-- start Records supplied --
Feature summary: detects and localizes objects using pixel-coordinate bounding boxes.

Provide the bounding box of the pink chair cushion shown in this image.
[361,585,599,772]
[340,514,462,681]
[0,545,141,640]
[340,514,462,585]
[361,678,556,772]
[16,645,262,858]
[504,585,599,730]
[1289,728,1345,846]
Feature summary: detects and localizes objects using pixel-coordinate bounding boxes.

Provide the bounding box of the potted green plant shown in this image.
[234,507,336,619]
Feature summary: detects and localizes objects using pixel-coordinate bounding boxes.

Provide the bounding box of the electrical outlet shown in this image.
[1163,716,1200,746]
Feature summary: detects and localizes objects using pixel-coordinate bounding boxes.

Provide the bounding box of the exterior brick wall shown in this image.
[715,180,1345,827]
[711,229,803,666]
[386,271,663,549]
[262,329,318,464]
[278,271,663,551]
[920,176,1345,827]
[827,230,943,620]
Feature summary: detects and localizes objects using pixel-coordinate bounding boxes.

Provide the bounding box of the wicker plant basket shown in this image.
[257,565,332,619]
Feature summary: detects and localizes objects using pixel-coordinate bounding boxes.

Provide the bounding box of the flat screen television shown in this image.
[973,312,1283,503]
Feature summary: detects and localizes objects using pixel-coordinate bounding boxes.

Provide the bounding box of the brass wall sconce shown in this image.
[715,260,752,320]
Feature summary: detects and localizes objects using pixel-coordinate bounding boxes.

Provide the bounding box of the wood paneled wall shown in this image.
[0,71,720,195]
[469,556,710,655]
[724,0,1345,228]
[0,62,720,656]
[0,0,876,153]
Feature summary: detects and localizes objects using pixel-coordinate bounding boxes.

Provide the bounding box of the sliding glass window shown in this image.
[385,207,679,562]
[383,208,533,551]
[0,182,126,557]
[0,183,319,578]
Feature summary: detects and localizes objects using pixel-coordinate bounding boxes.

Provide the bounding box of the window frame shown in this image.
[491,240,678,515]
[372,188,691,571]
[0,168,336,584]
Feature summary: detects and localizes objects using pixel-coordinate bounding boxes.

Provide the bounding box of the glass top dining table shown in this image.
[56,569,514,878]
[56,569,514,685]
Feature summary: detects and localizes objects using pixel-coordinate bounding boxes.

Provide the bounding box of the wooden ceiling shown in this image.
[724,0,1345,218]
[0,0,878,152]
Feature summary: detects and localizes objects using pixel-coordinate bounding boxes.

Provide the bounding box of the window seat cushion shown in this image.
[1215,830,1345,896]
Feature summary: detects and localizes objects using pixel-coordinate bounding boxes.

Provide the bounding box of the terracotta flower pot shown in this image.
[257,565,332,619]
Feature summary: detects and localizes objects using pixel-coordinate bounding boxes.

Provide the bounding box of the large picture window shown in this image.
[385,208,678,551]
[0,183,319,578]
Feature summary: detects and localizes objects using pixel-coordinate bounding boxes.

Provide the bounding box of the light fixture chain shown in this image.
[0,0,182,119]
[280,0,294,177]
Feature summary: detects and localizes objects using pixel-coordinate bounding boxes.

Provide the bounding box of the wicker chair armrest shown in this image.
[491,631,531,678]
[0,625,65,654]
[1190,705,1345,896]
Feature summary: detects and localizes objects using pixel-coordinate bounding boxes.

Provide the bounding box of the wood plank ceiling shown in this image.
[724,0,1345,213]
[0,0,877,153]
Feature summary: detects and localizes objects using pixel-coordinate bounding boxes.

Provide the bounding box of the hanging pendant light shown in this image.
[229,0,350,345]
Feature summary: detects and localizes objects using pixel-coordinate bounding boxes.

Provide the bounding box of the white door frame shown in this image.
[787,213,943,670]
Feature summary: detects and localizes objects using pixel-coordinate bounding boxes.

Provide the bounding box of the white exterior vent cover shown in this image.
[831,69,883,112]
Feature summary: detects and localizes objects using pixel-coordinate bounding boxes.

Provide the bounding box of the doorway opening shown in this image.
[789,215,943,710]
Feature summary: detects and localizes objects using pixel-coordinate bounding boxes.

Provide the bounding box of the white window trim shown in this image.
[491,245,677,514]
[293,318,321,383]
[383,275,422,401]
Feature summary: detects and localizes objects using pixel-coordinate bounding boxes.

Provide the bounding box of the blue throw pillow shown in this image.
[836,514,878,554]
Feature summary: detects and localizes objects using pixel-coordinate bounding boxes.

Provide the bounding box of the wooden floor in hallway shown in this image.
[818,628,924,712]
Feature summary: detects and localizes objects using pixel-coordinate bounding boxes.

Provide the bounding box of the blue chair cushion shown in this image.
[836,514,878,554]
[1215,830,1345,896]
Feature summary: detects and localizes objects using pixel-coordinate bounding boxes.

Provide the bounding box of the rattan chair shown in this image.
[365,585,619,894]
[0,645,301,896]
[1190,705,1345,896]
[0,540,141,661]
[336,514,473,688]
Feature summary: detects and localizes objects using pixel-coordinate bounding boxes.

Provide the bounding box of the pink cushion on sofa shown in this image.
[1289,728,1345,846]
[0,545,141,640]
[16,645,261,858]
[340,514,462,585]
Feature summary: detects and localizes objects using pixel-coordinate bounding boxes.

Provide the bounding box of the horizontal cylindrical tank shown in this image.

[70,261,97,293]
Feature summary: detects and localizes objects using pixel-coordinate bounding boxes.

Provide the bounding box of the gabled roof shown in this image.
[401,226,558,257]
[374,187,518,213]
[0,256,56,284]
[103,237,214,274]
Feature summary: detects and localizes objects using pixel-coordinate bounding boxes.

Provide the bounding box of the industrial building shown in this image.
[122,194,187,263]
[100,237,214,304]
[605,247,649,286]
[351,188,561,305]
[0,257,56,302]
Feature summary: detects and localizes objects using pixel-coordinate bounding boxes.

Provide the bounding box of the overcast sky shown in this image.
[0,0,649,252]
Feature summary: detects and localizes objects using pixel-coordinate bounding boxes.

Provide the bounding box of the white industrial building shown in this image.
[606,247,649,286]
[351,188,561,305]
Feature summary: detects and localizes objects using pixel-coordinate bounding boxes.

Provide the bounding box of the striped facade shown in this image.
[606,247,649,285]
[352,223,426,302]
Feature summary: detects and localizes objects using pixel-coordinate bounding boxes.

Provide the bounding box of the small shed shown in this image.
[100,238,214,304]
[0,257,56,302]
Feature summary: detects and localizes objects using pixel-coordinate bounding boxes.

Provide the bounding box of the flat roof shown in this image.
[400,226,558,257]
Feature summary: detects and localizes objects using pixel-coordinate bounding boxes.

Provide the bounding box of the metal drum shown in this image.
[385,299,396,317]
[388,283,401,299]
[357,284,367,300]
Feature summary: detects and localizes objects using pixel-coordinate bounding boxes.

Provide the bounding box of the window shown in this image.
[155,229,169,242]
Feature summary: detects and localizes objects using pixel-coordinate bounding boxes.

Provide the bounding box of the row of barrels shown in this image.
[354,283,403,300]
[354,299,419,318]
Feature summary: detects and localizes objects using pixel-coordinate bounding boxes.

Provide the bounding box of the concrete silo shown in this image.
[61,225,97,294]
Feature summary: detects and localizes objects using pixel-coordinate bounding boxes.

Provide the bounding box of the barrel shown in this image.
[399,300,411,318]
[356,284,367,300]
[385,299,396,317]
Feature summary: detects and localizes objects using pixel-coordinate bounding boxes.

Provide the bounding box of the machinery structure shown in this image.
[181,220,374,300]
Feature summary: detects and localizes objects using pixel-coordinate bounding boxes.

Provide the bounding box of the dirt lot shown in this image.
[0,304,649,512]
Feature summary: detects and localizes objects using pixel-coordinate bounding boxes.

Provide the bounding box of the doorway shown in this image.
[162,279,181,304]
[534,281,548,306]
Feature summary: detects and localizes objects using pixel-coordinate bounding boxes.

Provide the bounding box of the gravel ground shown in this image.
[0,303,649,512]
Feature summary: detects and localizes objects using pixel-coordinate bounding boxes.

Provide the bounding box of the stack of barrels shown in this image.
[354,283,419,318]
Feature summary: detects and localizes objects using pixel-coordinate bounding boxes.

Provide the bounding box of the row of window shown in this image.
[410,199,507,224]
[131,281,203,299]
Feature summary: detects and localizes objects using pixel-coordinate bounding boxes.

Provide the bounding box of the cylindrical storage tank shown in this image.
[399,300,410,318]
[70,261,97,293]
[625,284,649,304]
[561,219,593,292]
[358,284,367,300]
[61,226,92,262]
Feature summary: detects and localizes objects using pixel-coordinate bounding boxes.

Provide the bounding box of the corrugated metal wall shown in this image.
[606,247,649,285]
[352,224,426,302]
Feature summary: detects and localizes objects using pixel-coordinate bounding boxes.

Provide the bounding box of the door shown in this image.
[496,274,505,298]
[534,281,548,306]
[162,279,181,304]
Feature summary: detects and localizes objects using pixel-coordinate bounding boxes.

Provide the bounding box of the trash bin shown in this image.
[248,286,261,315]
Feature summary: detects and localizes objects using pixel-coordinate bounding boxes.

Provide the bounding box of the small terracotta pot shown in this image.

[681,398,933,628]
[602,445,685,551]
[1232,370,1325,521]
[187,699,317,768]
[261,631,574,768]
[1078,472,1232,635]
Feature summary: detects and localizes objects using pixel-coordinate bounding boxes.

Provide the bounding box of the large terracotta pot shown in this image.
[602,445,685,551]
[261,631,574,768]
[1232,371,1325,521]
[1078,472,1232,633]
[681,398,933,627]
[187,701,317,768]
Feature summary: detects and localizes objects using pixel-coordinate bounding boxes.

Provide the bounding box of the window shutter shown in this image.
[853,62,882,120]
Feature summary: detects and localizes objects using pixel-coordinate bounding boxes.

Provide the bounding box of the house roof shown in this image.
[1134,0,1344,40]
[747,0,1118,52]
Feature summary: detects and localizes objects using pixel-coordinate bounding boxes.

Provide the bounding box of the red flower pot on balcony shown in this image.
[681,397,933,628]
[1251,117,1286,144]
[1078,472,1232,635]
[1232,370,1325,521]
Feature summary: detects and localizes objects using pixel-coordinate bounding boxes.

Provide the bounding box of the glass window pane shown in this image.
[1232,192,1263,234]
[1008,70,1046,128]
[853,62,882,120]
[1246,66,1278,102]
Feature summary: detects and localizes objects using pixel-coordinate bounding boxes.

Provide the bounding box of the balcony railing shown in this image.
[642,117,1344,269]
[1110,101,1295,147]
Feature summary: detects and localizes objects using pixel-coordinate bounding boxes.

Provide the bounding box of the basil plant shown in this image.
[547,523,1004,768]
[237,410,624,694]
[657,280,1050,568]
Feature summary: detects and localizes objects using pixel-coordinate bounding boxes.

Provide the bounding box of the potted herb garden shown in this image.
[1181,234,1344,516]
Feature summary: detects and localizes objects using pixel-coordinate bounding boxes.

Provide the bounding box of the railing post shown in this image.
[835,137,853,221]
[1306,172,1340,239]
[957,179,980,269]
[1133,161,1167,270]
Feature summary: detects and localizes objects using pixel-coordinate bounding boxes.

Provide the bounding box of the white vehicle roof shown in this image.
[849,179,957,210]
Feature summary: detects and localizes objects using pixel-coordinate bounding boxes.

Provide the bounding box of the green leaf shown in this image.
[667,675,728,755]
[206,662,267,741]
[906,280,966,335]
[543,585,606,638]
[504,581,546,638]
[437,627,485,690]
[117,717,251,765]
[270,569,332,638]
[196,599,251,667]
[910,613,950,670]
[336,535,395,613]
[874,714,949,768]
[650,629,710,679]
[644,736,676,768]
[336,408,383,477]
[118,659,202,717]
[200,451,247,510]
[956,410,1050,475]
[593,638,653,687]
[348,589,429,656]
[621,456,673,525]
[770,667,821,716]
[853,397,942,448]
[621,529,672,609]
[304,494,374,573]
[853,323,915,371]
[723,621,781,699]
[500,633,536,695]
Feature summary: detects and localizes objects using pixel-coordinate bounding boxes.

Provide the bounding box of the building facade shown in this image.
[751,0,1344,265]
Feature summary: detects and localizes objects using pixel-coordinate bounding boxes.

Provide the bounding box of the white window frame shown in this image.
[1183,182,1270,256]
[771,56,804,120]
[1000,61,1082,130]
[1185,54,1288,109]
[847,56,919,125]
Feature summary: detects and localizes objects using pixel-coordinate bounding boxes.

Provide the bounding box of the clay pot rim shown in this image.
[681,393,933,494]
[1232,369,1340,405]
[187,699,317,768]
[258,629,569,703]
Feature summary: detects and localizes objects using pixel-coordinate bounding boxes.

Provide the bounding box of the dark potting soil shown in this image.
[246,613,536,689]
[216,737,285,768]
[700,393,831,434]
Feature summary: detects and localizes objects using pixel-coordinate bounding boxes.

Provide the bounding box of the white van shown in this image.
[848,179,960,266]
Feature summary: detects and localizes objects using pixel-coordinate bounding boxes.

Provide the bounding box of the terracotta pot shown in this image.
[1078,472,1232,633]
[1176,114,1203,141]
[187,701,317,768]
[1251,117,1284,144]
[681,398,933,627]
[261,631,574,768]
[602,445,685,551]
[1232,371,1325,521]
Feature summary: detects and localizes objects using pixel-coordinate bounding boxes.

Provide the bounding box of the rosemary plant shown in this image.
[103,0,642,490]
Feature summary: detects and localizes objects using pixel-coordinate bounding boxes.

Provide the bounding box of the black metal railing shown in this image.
-- end Records supplied --
#### [Given exercise]
Return every line in the records above that contains the word "potted", copying each one unchanged.

#### [Solution for this problem]
Provide the bounding box of the potted green plant shown in this image.
Provide the bounding box of the potted herb garden shown in this image.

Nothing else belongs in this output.